▸ EXERCISE: Take the records underneath and set them down exactly.
-- Start --
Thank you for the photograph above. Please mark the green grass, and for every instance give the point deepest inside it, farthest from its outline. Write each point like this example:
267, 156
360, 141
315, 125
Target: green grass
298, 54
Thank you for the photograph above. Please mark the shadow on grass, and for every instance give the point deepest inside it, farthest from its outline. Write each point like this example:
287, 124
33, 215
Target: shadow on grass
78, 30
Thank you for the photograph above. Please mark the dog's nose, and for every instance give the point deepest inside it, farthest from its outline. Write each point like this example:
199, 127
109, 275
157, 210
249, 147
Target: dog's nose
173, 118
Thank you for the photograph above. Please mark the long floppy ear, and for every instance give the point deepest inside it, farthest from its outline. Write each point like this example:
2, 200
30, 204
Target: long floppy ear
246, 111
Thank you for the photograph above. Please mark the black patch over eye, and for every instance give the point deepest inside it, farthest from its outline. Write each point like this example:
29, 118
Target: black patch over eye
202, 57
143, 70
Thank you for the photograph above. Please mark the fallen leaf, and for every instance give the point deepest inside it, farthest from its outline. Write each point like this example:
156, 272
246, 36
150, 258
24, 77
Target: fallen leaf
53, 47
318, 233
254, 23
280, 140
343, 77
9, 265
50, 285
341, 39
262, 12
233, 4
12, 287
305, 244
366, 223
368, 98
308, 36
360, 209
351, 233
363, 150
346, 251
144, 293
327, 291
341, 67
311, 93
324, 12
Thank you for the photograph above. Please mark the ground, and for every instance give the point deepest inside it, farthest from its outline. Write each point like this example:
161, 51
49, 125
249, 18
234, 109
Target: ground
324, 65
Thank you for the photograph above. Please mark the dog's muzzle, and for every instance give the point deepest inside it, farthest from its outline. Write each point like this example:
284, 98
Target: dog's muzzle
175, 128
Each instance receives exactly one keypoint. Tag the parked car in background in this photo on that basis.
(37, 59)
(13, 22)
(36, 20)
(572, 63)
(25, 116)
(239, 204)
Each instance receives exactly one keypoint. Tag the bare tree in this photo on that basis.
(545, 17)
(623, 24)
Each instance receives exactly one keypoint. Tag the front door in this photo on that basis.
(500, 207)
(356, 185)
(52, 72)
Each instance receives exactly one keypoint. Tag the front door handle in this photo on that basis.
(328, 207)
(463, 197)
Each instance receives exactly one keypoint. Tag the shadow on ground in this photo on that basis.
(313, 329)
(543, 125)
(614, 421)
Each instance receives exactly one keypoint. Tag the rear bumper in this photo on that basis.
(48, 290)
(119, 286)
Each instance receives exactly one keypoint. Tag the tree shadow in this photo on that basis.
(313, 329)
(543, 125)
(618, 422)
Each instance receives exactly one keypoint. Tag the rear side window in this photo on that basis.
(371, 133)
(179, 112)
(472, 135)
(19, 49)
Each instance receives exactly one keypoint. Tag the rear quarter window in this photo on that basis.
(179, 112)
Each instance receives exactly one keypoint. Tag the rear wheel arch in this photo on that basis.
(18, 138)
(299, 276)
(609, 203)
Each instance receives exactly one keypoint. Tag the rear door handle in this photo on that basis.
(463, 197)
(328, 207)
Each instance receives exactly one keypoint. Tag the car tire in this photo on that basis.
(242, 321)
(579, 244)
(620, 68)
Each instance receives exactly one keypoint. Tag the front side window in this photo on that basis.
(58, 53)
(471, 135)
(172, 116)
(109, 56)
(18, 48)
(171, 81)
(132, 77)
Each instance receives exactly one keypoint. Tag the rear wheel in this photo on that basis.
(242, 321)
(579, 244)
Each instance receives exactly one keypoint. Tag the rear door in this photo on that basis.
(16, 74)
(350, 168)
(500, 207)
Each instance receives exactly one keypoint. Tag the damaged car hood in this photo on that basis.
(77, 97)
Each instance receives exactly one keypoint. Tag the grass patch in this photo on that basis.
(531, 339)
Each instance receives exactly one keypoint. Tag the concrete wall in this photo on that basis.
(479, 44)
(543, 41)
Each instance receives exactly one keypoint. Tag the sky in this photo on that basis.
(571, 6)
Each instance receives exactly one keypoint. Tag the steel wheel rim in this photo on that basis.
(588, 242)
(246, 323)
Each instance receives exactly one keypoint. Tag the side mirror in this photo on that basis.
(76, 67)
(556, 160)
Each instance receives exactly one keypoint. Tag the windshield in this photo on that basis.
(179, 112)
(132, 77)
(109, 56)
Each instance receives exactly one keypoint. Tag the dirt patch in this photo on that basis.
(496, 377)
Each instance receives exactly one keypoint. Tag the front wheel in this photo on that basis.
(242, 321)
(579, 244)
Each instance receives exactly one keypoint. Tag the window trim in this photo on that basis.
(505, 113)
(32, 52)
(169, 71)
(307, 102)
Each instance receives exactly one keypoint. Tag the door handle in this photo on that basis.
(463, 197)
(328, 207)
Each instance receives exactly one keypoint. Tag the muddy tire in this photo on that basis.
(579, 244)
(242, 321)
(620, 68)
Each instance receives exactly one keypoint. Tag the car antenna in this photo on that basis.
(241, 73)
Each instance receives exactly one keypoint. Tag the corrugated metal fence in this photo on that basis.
-- End --
▸ FINAL RESULT:
Thank you for the photograph above. Please mark the green grass, and for every instance give the point deepest inside it, farthest from its outline. Write each point like this example:
267, 156
360, 141
315, 125
Target: green grass
298, 54
Thank you for the photograph above. Please mark the shadow on grass, and for every instance give the point deepest inside it, farthest from its outline. Write each point like this example:
287, 124
33, 215
Target: shadow on grass
78, 30
Thank you for the photograph above. Please mark the dog's nose, and for every instance give the point deepest inside it, farthest from its outline. Write each point like this example:
199, 127
109, 275
157, 210
249, 147
Target: dog's nose
173, 118
Thank you for the photograph above. Please mark the long floppy ear, and for every instance give the point deepest inside it, farthest from its outline. Write each point like this example:
2, 200
30, 204
Target: long floppy ear
246, 111
Thank you for the photograph above. Please mark the black patch over eye, and for every instance give the point deepest inside it, farthest from its outline. Write each point like this example:
29, 118
Target: black patch over eye
202, 57
143, 70
Thank you for the photograph above. Please mark the fallen leaf, and for every instance give the point deepest inside it, farthest from its outline. Write each point like this example:
156, 272
246, 36
150, 258
24, 77
Target: fallen leaf
53, 47
318, 233
254, 23
280, 140
343, 77
9, 265
50, 285
341, 39
262, 12
233, 4
12, 287
305, 244
366, 223
368, 98
308, 36
360, 209
351, 233
363, 150
346, 251
144, 293
327, 291
341, 67
311, 93
324, 12
Thank you for the photograph above. Please mark the ground, and for every instance give the point deepest inside it, farthest from its outline. Write each point like this example:
161, 51
49, 125
249, 18
234, 109
Target: ground
324, 65
Thank you for the photograph above. Please mark the dog's muzzle, and for every instance give the point deepest inside it, farthest from its outline. Write each point like this example:
284, 98
Target: dog's muzzle
175, 128
Each instance receives exactly one keypoint. Tag the parked car in background in this photo on that basis.
(37, 59)
(13, 22)
(36, 20)
(572, 63)
(25, 116)
(239, 204)
Each instance receives exactly one keypoint. Tag the bare tree in this photo on that basis.
(545, 17)
(623, 24)
Each instance receives exactly one keypoint. Tag the front door in this photo on that basis.
(500, 207)
(356, 185)
(52, 72)
Each instance receives exactly one keypoint. Tag the front door handle in this photo on that basis.
(328, 207)
(463, 197)
Each instance receives exactly one keypoint. Tag the shadow on ground in this photo on that basis.
(313, 329)
(543, 125)
(614, 421)
Each instance receives exactly one keypoint. Tag the rear bumper in this photo on that basis.
(48, 290)
(119, 286)
Each instance receives exactly one keypoint. Tag the tree shadow in this photo on that basis.
(313, 329)
(543, 125)
(618, 422)
Each instance receives exactly one keypoint. Tag the rear side window in this photo on that basis.
(371, 133)
(179, 112)
(472, 135)
(19, 49)
Each instance receives exactly one keypoint. Tag the rear quarter window in this photo on that basis.
(179, 112)
Each instance receives exactly one keypoint. Tag the rear wheel arch in this photo on that basis.
(18, 138)
(299, 276)
(609, 203)
Each instance receives exactly one keypoint. Tag the rear door handle in this photo on that basis.
(463, 197)
(328, 207)
Each instance receives exactly one keypoint. Tag the car tire in this photo on that basis.
(242, 321)
(579, 244)
(620, 68)
Each instance receives exactly one keypoint. Tag the front side window in this photo on that basis.
(58, 53)
(471, 135)
(172, 116)
(109, 56)
(18, 48)
(171, 81)
(132, 77)
Each instance receives exactly one keypoint. Tag the rear wheel in this photo on that basis.
(242, 321)
(579, 244)
Each instance receives exactly one keypoint. Tag the rear door in this photo on that basis.
(16, 74)
(350, 168)
(500, 207)
Each instance receives exactly one keypoint. Tag the damaged car hood in this photo on that basis.
(77, 97)
Each instance receives exactly one keypoint. Tag the grass patch in this photo on that basis.
(531, 339)
Each instance receives exactly one keypoint. Tag the concrete wall in this photo on that basis.
(479, 44)
(543, 41)
Each instance receives exactly one keypoint. Tag the sky in this photo on that basis.
(571, 6)
Each instance receives exactly one keypoint. Tag the steel wheel rim in this photo on that basis.
(588, 242)
(246, 323)
Each instance receives exactly one keypoint. Tag the side mirror in this photo on that basis.
(76, 67)
(556, 160)
Each instance receives exactly one keypoint. Tag the windshield in this photo on that basis.
(179, 112)
(132, 77)
(109, 56)
Each instance receives exactly one keypoint. Tag the dirt patch in this photo on that basis.
(496, 377)
Each instance receives exactly one keypoint. Tag the front wheel in this photo on that basis.
(242, 321)
(579, 244)
Each instance receives exactly one keypoint. Tag the window trim in this photo on that basis.
(505, 113)
(32, 52)
(169, 71)
(307, 102)
Each instance receives exactly one keypoint. Tag the door handle in this photo on that basis.
(463, 197)
(328, 207)
Each instance receives exactly one keypoint. Tag the muddy tire in this photo on that basis.
(579, 244)
(242, 321)
(620, 68)
Each instance receives exactly one keypoint. Tag the car antenna in this photo on that basis.
(241, 73)
Each instance receives exactly one keypoint. Tag the corrugated metal fence in this photo on that basis.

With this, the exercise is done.